**Testo da leggere:**
--- --- ---
Dietro un’apparente cattiveria può nascondersi, a volte, una persona davvero malvagia.
 
 
Così diceva Giovanni Soriano in Maldetti. Pensieri in soluzione acida. E non aveva tutti i torti.
 
Ci sono un sacco di cose che mi rendono nervosa e irascibile, ma poche mi fanno veramente imbestialire. Oltre ai soprusi su chi non si può difendere, oltre all’accanimento della malasorte su chi ha già le reni spezzate dalle proprie sciagure personali, oltre alla violenza gratuita, una cosa che mi fa infuriare è l’invidia cattiva dei sentimenti.
 
Quindi non l’invidia di cose, che quella la conosco bene anch’io. Alle elementari mi sarei ammazzata per avere il righello cangiante della compagna di banco, da adolescente avrei pagato per passare un fine settimana senza genitori, adesso potrei regalare un mignolo del piede (di quello sinistro, dove l’unghietta è meno carina di quella del piede destro), per avere una Nikon D3, insomma state parlando con una professionista dell’invidia di cose.
--- --- ---
Nel testo sull'invidia, che cosa si potrebbe regalare pur di avere una Nikon D3?

**Dati forniti:**
--- --- ---
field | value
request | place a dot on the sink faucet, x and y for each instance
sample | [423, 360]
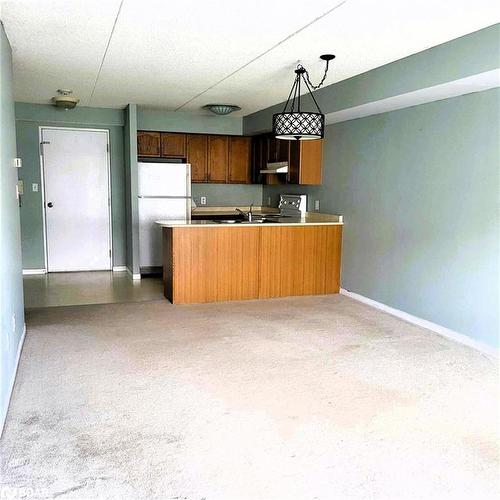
--- --- ---
**Esito esercizio:**
Un mignolo del piede sinistro.